#### Exercise:
Reproduce, without alteration, every line of the data; exclude the images.

#### Saved entries:
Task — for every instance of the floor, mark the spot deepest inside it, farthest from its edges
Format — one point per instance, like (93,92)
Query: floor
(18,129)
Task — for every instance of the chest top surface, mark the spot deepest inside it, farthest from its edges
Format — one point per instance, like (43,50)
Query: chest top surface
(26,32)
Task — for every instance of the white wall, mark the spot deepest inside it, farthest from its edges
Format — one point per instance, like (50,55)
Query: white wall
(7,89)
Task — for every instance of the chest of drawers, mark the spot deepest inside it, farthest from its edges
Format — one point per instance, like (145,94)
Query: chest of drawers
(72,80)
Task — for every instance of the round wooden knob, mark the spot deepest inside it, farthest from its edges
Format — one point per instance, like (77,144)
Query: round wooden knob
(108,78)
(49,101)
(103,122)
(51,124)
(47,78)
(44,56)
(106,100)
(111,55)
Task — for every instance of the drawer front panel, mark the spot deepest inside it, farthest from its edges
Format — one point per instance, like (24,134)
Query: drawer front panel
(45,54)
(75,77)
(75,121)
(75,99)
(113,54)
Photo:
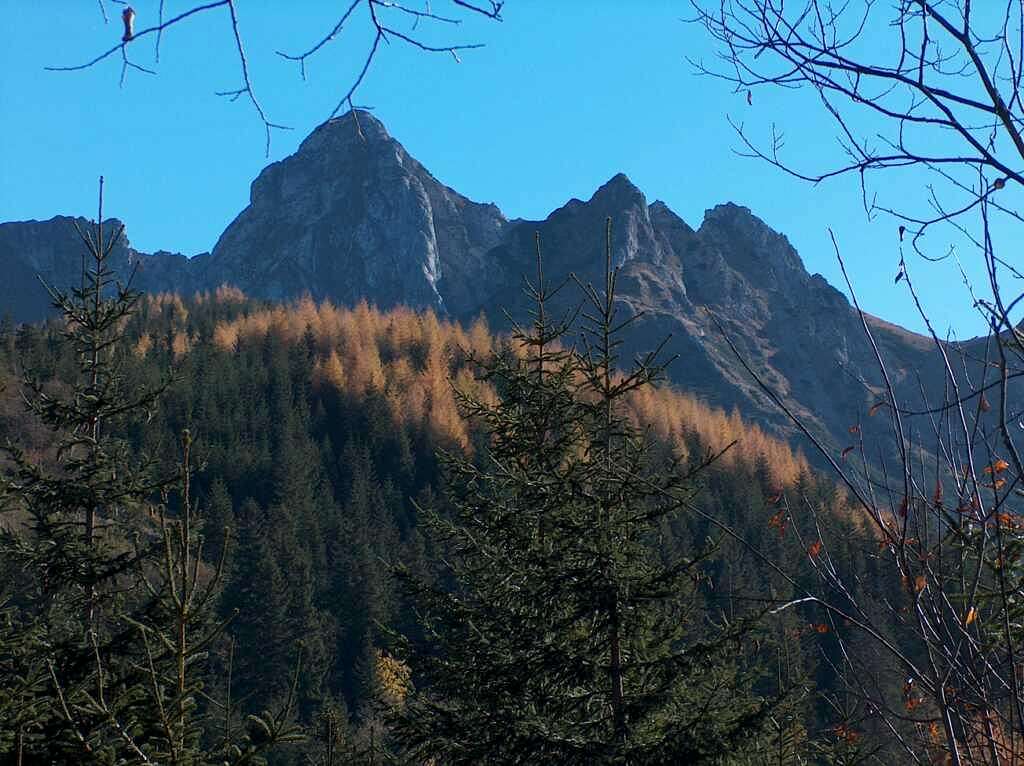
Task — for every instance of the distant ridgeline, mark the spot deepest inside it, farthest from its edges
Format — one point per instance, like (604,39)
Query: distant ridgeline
(351,216)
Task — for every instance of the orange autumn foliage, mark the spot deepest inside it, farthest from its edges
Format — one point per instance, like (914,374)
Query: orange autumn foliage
(412,357)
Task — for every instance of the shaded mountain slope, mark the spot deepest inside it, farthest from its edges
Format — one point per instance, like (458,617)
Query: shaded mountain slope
(352,216)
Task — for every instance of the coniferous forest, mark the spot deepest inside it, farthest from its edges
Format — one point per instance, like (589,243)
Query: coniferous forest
(246,533)
(390,477)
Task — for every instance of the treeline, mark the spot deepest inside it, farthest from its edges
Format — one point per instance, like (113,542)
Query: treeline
(315,433)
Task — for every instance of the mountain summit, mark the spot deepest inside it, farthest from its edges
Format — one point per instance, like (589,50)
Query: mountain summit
(351,215)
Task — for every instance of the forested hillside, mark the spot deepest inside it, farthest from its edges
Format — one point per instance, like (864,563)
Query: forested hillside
(316,429)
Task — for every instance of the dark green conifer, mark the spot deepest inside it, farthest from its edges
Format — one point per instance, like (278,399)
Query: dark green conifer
(564,636)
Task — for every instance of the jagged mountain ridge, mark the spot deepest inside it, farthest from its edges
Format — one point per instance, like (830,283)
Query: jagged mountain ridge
(351,215)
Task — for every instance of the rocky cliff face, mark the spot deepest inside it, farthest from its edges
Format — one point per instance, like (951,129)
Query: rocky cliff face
(351,216)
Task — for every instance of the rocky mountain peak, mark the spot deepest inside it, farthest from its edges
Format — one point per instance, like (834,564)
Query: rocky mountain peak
(619,193)
(352,216)
(355,129)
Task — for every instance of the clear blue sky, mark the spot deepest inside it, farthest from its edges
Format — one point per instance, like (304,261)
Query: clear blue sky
(562,96)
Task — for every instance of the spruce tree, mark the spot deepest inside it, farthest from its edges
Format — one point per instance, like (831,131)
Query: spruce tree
(563,635)
(109,613)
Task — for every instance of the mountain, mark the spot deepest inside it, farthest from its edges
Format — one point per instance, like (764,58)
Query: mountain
(351,215)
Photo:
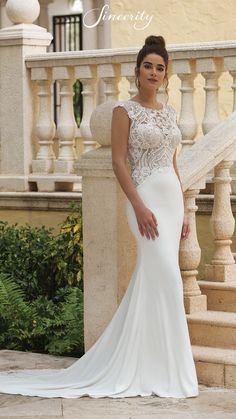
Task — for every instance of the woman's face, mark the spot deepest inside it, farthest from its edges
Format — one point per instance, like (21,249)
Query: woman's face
(152,72)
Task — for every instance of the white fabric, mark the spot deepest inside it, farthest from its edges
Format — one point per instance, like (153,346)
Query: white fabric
(145,349)
(153,138)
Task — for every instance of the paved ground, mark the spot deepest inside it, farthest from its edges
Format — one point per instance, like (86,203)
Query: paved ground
(212,403)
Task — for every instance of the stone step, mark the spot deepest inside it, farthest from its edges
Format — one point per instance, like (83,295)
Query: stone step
(215,366)
(213,328)
(221,296)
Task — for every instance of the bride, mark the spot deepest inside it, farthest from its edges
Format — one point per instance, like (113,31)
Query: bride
(145,349)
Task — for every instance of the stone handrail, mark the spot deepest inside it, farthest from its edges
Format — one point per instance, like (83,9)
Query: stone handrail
(31,158)
(216,150)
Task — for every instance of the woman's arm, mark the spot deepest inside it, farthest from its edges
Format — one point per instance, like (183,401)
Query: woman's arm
(177,172)
(146,220)
(186,228)
(119,146)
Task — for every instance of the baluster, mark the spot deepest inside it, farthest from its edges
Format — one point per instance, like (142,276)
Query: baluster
(211,69)
(233,74)
(66,128)
(190,255)
(45,127)
(222,266)
(110,74)
(230,66)
(186,71)
(127,71)
(87,74)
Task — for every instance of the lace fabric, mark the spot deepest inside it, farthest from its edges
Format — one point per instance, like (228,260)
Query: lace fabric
(153,138)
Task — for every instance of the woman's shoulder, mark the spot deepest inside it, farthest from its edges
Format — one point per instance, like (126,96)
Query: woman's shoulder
(125,104)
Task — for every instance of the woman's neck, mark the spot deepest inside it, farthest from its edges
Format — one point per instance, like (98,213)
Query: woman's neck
(147,98)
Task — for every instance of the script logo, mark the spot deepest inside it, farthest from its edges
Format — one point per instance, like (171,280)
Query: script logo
(141,20)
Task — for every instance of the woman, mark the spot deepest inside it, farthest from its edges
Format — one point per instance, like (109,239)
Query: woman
(145,349)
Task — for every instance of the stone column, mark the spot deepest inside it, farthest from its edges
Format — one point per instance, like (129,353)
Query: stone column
(109,247)
(16,90)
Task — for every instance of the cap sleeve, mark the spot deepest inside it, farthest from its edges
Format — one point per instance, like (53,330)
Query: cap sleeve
(126,106)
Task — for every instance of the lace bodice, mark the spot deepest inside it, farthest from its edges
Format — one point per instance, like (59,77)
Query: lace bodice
(153,138)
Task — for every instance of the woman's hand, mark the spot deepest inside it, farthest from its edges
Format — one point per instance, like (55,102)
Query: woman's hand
(147,221)
(185,228)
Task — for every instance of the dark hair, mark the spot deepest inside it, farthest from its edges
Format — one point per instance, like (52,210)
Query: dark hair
(153,45)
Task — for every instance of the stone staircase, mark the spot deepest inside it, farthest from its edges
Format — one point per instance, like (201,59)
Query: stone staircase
(213,335)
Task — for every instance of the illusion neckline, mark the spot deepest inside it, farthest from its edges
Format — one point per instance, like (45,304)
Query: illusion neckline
(151,109)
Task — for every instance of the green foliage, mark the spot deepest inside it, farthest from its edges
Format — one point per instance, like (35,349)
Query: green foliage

#### Task output:
Task — for every instance of the floor, mark the spot deepest inside it, farthest from its edges
Format — one point per instance, like (93,92)
Query: floor
(18,129)
Task — for every instance of the chest top surface, mark the spot deepest inside it, farthest from its edges
Format — one point per instance, like (43,50)
Query: chest top surface
(26,32)
Task — for every instance of the white wall, mark the spot deepest inside it, farthest from its edges
Format — one point per instance, like (50,55)
Query: white wall
(7,89)
Task — for every instance of the chest of drawers, mark the spot deepest inside it, farthest from its edges
Format — one point per instance, like (145,94)
Query: chest of drawers
(72,80)
Task — for every instance of the round wooden knob, mark the spot deepest inside it, farthest from its edges
Format — one point per instance, like (77,144)
Query: round wooden knob
(108,78)
(49,101)
(103,122)
(51,124)
(47,78)
(44,56)
(106,100)
(111,55)
Task — for every instance of the drawer front panel, mark the spot deepest inside it, farthest from its edges
Format — one point per instance, like (24,134)
Query: drawer front panel
(45,54)
(75,77)
(75,121)
(75,99)
(113,54)
Photo:
Task — for every instance of the distant ridgeline, mark the spot deepest inside it, farthest from its edges
Format — one point per instance, like (604,39)
Query: distant ridgeline
(351,216)
Task — for every instance of the orange autumn foliage, mark the spot deepest inside it, farthest from its edges
Format — one point per instance, like (914,374)
Query: orange autumn foliage
(412,357)
Task — for every instance of the shaded mountain slope, mark the spot deepest inside it, farthest from its edges
Format — one point per instance, like (458,617)
Query: shaded mountain slope
(352,216)
Task — for every instance of the coniferous forest, mark the spot deepest inside it, farthest from its edges
Format — one point per instance, like (589,243)
Query: coniferous forest
(246,533)
(390,477)
Task — for every instance of the treeline, mark the spot deepest inside it, farthest from its edges
Format — one point per instance, like (113,542)
Query: treeline
(315,433)
Task — for every instance of the mountain summit, mark the spot deepest inside it, farthest from its edges
Format — one point per instance, like (589,50)
Query: mountain summit
(351,215)
Task — for every instance of the forested hillside, mark the spot deepest inside it, farthest from its edges
Format — one point per instance, like (864,563)
Query: forested hillside
(316,429)
Task — for every instance of the dark green conifer, mark the spot deepest inside it, farthest from its edges
Format — one point per instance, like (278,399)
Query: dark green conifer
(564,636)
Task — for every instance of the jagged mountain ridge, mark the spot deepest inside it, farthest from its edges
Format — one point per instance, like (830,283)
Query: jagged mountain ridge
(351,215)
Task — for every instance of the rocky cliff face, mark the spot deepest inside it, farthest from its edges
Format — one point per instance, like (951,129)
Query: rocky cliff face
(351,216)
Task — for every instance of the rocky mountain peak, mark the spot deepest inside it, farthest from its edges
Format — one point per instance, like (834,564)
Query: rocky mountain peak
(619,193)
(352,216)
(355,129)
Task — for every instance of the clear blue sky, mark the spot deepest inside it, farthest from its edges
Format — one point per instance, like (304,261)
Query: clear blue sky
(562,96)
Task — for every instance of the spruce tree, mark the spot deepest inside it, farthest from its edges
Format — one point per instance, like (831,131)
Query: spruce tree
(563,635)
(109,613)
Task — for every instance of the mountain, mark the spot deepest inside it, farthest from its edges
Format — one point per instance, like (764,58)
Query: mountain
(351,215)
Photo:
Task — for every instance of the woman's face, mark the spot deepest inside it, farthest from its edges
Format — one point per instance, like (21,249)
Query: woman's face
(152,72)
Task — for every instance of the white fabric, mark the spot deepest inside it, farthest from its edges
Format — one point per instance, like (153,346)
Query: white fabric
(145,349)
(153,138)
Task — for every instance of the paved ground, mark the spot deepest inside it, farthest from its edges
Format — one point per instance, like (86,203)
Query: paved ground
(212,403)
Task — for every instance of the stone step, mark the spot deepest inside it, farthest from its edges
Format — one point per instance, like (83,295)
Query: stone step
(215,366)
(213,328)
(221,296)
Task — for every instance of the bride, mark the spot deepest inside it, farthest from its edges
Format — one point per instance, like (113,31)
Query: bride
(145,349)
Task — for every instance of the stone handrail, mark the spot deepest inside it, farthest from its edges
Format — one point per instance, like (83,9)
Query: stone handrail
(31,158)
(216,150)
Task — for every instance of the woman's arm, mark the spot deepest inside it, farthest from its edges
Format — one point per instance, like (183,401)
Query: woman's arm
(177,172)
(146,220)
(186,228)
(119,146)
Task — for every instance of the baluster, mark the spot deepest inside it, farthest from its edges
Format — one point per instance, like (142,276)
Query: baluster
(211,69)
(233,74)
(66,128)
(190,255)
(45,127)
(222,266)
(110,74)
(230,66)
(186,71)
(127,71)
(87,74)
Task — for every instance of the lace fabric, mark the spot deepest inside it, farthest from its edges
Format — one point per instance, like (228,260)
Query: lace fabric
(153,138)
Task — for every instance of the woman's shoulder, mark the spot deepest inside it, farthest from its edges
Format — one point per instance, like (126,96)
Query: woman's shoulder
(125,104)
Task — for every instance of the woman's neck, mark the spot deepest inside it, farthest from its edges
Format — one point per instance, like (98,213)
Query: woman's neck
(147,98)
Task — for every instance of the script logo, mark the spot deepest inside it, farthest from its edges
Format — one point per instance, like (171,280)
Query: script logo
(141,20)
Task — for every instance of the woman, mark the spot deepest inside it, farthest from its edges
Format — one point per instance, like (109,239)
Query: woman
(145,349)
Task — for every instance of the stone column, mark the spot deepest inside it, farthest from its edges
Format — one point per instance, like (129,353)
Query: stone column
(109,247)
(16,90)
Task — for every instance of the cap sleeve, mark the spot deepest inside it, farthest from its edges
Format — one point per instance, like (53,330)
Query: cap sleeve
(126,106)
Task — for every instance of the lace bodice, mark the spot deepest inside it, farthest from its edges
Format — one point per instance, like (59,77)
Query: lace bodice
(153,138)
Task — for every instance of the woman's hand, mark the spot deepest inside it, farthest from its edges
Format — one point per instance, like (55,102)
Query: woman's hand
(147,221)
(185,228)
Task — for every instance of the dark hair, mark the spot deepest inside it, farthest from its edges
Format — one point per instance, like (52,210)
Query: dark hair
(153,45)
Task — for every instance of the stone staircase, mark the spot deepest inside it, farthest from its edges
Format — one point per instance, like (201,59)
Query: stone staircase
(213,335)
Task — for every instance of the illusion neckline, mark the spot deepest inside it, farthest from its edges
Format — one point per instance, like (45,304)
Query: illusion neckline
(151,109)
Task — for every instance of the green foliage, mark the spot deepest inside it, farthest from its edges
Format — one point per instance, like (35,349)
Query: green foliage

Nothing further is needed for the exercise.